(Excerpts of annotation records)
## begin
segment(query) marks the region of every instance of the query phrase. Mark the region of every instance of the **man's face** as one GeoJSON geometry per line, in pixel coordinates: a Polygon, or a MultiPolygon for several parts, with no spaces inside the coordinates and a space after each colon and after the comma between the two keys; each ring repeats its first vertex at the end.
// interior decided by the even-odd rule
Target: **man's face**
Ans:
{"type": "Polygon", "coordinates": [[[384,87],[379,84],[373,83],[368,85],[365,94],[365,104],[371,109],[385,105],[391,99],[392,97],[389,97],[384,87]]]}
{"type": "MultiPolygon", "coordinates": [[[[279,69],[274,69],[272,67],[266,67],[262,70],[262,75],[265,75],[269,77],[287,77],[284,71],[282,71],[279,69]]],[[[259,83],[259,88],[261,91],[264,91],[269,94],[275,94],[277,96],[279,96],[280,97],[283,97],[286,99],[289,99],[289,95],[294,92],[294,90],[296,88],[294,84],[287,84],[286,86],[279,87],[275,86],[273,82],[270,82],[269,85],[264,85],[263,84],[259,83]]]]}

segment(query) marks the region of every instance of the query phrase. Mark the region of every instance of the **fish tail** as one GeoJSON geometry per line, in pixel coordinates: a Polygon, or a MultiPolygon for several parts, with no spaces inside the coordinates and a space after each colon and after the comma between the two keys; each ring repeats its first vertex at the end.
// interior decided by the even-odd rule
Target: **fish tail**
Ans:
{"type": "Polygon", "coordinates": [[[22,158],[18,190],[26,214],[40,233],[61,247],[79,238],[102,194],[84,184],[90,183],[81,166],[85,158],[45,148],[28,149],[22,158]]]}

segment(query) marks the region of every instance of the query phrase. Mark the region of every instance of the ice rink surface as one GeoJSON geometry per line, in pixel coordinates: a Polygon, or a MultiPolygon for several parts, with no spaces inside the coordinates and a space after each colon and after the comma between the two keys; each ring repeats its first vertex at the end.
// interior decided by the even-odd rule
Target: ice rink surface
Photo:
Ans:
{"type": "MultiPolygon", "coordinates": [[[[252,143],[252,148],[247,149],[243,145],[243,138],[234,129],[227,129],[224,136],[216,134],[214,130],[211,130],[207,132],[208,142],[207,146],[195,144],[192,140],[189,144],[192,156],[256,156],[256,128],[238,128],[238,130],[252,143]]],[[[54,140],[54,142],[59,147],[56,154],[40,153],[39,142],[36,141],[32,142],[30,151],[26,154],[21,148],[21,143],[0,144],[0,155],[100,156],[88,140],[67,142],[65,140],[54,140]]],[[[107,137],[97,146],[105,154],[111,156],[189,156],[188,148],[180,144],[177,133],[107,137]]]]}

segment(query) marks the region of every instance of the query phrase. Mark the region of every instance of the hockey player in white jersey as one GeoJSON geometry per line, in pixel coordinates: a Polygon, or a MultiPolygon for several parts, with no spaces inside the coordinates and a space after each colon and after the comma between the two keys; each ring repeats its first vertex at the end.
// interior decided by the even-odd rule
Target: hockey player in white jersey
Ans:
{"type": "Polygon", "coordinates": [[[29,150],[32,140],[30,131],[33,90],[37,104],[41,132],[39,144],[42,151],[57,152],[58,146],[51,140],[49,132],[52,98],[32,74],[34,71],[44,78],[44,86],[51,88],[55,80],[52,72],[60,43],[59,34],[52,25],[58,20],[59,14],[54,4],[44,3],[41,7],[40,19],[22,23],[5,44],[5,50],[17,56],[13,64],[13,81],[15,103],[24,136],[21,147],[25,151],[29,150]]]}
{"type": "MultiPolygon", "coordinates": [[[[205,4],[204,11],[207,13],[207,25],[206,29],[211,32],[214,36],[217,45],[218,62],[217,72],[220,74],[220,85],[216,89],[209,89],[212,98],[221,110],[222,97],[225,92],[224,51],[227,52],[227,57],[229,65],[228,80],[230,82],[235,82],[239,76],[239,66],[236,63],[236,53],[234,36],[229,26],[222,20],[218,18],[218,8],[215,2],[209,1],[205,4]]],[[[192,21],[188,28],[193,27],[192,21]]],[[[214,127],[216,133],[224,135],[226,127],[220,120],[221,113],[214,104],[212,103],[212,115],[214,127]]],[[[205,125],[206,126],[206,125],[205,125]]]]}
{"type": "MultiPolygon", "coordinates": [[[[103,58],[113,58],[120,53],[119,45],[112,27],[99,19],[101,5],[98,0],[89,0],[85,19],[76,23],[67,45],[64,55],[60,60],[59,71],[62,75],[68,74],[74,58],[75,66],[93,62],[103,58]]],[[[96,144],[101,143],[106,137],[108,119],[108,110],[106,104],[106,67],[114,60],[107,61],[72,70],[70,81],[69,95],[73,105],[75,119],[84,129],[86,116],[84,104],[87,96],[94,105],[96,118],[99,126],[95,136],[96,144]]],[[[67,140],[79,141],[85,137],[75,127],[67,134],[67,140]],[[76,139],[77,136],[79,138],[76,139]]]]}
## end
## Brief
Each record above must be given again exactly.

## Solution for this exercise
segment(query) marks the region of every instance of the query phrase. Mark the region of every instance of the **man's face** as one GeoJSON geometry per line, in pixel coordinates: a Polygon, or a MultiPolygon for several parts, with no spaces inside the coordinates and a space after each colon and after the comma between the two keys; each ring repeats its first vertex at the end.
// interior decided by the even-odd rule
Target: **man's face**
Ans:
{"type": "Polygon", "coordinates": [[[384,87],[379,84],[373,83],[368,85],[365,94],[365,104],[371,109],[385,105],[391,99],[392,97],[389,97],[384,87]]]}
{"type": "MultiPolygon", "coordinates": [[[[279,69],[274,69],[272,67],[266,67],[262,70],[262,75],[265,75],[269,77],[287,77],[284,71],[282,71],[279,69]]],[[[259,83],[259,88],[261,91],[264,91],[269,94],[275,94],[277,96],[279,96],[280,97],[283,97],[286,99],[289,99],[289,95],[294,92],[294,90],[296,88],[294,84],[287,84],[286,86],[279,87],[275,86],[273,82],[270,82],[269,85],[264,85],[263,84],[259,83]]]]}

segment(query) marks the region of every instance of the query phrase. Mark the region of every instance of the **fish tail** as one GeoJSON geometry per line, in pixel coordinates: a Polygon, or a MultiPolygon for several parts, with no spaces inside the coordinates and a space after each colon and after the comma between the two keys; each ring repeats its first vertex at the end.
// interior decided by the even-odd rule
Target: **fish tail**
Ans:
{"type": "Polygon", "coordinates": [[[22,158],[18,190],[26,214],[40,233],[61,247],[79,238],[102,194],[84,184],[90,183],[81,166],[85,158],[45,148],[28,149],[22,158]]]}

segment(query) marks the region of every instance of the query phrase. Mark the region of every instance of the ice rink surface as one GeoJSON geometry per line, in pixel coordinates: a Polygon, or a MultiPolygon for several parts, with no spaces inside the coordinates and a space after each colon and after the comma between the two keys; each ring repeats its first vertex at the end.
// interior decided by the even-odd rule
Target: ice rink surface
Photo:
Ans:
{"type": "MultiPolygon", "coordinates": [[[[252,143],[252,148],[247,149],[243,145],[243,138],[234,129],[227,129],[224,136],[216,134],[214,130],[211,130],[207,132],[208,142],[207,146],[195,144],[192,140],[189,144],[192,156],[256,156],[256,128],[238,128],[238,130],[252,143]]],[[[54,140],[54,142],[59,147],[56,154],[40,153],[39,142],[36,141],[32,142],[30,151],[26,154],[21,148],[21,143],[0,144],[0,155],[100,156],[88,140],[67,142],[65,140],[54,140]]],[[[107,137],[97,146],[105,154],[111,156],[189,156],[188,148],[180,144],[177,133],[107,137]]]]}

segment(query) marks the region of every instance of the query phrase. Mark the region of every instance of the hockey player in white jersey as one GeoJSON geometry per line, in pixel coordinates: a Polygon, or a MultiPolygon for several parts, with no spaces inside the coordinates and a space after each colon and after the comma between the two keys; each ring repeats its first vertex at the end.
// interior decided by the even-odd rule
Target: hockey player in white jersey
Ans:
{"type": "Polygon", "coordinates": [[[29,150],[32,140],[30,131],[33,90],[37,104],[41,132],[39,144],[42,151],[57,152],[58,146],[51,140],[49,132],[52,98],[32,74],[34,71],[44,78],[44,86],[51,88],[55,80],[52,72],[60,43],[59,34],[52,25],[58,20],[59,14],[54,4],[44,3],[41,7],[40,19],[22,23],[5,44],[5,50],[17,56],[13,64],[13,81],[15,103],[24,136],[21,147],[25,151],[29,150]]]}
{"type": "MultiPolygon", "coordinates": [[[[205,4],[204,11],[207,13],[207,25],[206,29],[211,32],[214,36],[217,45],[218,62],[217,72],[220,74],[220,85],[216,89],[209,89],[212,98],[221,110],[222,97],[225,92],[224,51],[227,52],[227,57],[229,65],[228,80],[230,82],[235,82],[239,76],[239,66],[236,63],[236,53],[234,36],[229,26],[222,20],[218,18],[218,8],[215,2],[209,1],[205,4]]],[[[192,21],[188,28],[193,27],[192,21]]],[[[214,127],[216,133],[224,135],[226,127],[220,120],[221,113],[214,104],[212,103],[212,115],[214,127]]],[[[205,125],[206,126],[206,125],[205,125]]]]}
{"type": "MultiPolygon", "coordinates": [[[[103,58],[113,58],[120,53],[119,45],[112,27],[99,19],[101,5],[98,0],[89,0],[85,19],[76,23],[67,45],[64,55],[60,60],[59,71],[62,75],[68,74],[74,58],[75,66],[93,62],[103,58]]],[[[96,144],[101,143],[106,137],[108,119],[108,110],[106,104],[106,67],[114,60],[107,61],[72,70],[70,81],[69,95],[73,105],[75,119],[84,129],[86,116],[84,104],[87,96],[94,105],[96,118],[99,126],[95,136],[96,144]]],[[[67,140],[79,141],[85,137],[75,127],[67,134],[67,140]],[[76,139],[77,136],[79,138],[76,139]]]]}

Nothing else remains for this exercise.